*Text under study:*
=-=-=-=-=

Kibler v. Town of Alden

Rowe, J.

This is a proceeding brought by petitioner under section 205 of the General Municipal Law. The proceeding was dismissed against the town of Lancaster and continued against the town of Alden as sole respondent. Petitioner was an active member of the Alden Volunteer Fire Company. On January 19, 1933, while answering a fire alarm he was injured. Immediately thereafter a communication was mailed by the secretary of the fire company to the town clerk of the town of Alden informing it of the fact that claimant had met with the accident and had been injured. The action on the part of the secretary was purely voluntary and was without the knowledge of claimant and not at his direction. Subsequently written notices of claim were served by claimant, but these were served more than sixty days after the injuries were received.

It appears both from the testimony of petitioner and respondent’s medical witnesses that petitioner is permanently disabled to some extent. There is a dispute concerning the percentage of such disability.

The notice was insufficient to comply with subdivision 3 of section 205 of the General Municipal Law. The claim, therefore, cannot be allowed for medical treatment and loss of earnings.

In reference to the claim for permanent incapacity, a different situation exists. The provision in respect to permanent incapacity is found in subdivision 2 of the section. That subdivision contains no requirement of notice and none was, therefore, necessary in reference to that claim. (Marzen v. Town of Huntington, 234 App. Div. 869.)

In making an award I cannot consider the degree of the fireman’s incapacity. The amount of the award is the same in all cases regardless of the circumstances. The statute provides for compensation of $1,500 to any volunteer fireman who shall become “ permanently incapacitated from performing the full duties of a volunteer fireman.” If the claimant cannot perform some of his duties as fireman, the statute provides that he must receive the full *917compensation. The fireman who is so seriously injured that he can perform none of the duties of a fireman and perhaps none of the duties of his occupation receives no more than the fireman who is injured only to the extent that he cannot perform some of his duties as fireman. In both instances the fireman is, in the words of the statute, “ permanently incapacitated from performing the full duties of a volunteer fireman.”

=-=-=-=-=

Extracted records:

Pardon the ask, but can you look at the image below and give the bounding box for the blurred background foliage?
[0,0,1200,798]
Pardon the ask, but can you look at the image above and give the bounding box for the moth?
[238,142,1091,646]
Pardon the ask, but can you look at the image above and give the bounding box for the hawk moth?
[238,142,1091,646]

=-=-=-=-=

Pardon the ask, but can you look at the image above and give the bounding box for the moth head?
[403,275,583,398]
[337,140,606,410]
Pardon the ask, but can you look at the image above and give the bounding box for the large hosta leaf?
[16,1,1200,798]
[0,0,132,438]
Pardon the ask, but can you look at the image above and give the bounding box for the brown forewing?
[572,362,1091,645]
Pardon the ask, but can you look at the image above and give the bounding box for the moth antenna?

=-=-=-=-=

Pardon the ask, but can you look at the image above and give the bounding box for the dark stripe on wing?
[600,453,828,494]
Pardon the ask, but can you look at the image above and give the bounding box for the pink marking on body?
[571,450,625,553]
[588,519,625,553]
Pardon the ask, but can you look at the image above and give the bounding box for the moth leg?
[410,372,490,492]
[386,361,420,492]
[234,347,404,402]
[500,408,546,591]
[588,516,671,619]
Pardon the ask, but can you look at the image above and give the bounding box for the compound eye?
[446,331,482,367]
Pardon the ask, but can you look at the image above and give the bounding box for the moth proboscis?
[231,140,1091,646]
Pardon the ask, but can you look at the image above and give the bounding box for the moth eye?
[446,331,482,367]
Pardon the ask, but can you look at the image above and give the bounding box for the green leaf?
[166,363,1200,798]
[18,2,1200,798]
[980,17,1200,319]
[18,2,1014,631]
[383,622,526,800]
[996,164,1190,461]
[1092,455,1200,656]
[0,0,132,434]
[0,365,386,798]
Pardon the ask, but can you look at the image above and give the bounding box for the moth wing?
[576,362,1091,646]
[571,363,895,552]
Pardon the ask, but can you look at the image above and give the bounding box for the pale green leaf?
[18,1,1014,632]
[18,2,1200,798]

=-=-=-=-=

*Problem to work on:*
Continue the court opinion in Kibler v. Town of Alden from where it stops.

*Result:*
Considering claimant’s ability to perform the full duties ” of a fireman, the evidence shows that he is permanently incapacitated. This appears even from the testimony of the physician for the town. Considering claimant’s general disability as distinguished from his ability to perform the full duties ” of a fireman, the evidence shows that he has become fifty per cent disabled.

If the statute permitted me I would find that the claimant, being fifty per cent disabled, is entitled to an award of $750. This I cannot do for the reason that the statute has fixed the sum of $1,500 as the amount to be awarded, regardless of the general disability of the claimant. I must follow the statute notwithstanding the fact that the result may appear -unfair. If any relief from its provisions should be given in future cases, so that claimants will be compensated according to the degree of their disability, it wihhave to come from the Legislature.

I, therefore, find that the claimant is entitled to no award for medical treatment and loss of earnings, but is entitled to an award of $1,500 for permanent incapacity from performing the full duties of a volunteer fireman, as provided in section 205, subdivision 2, of the General Municipal Law.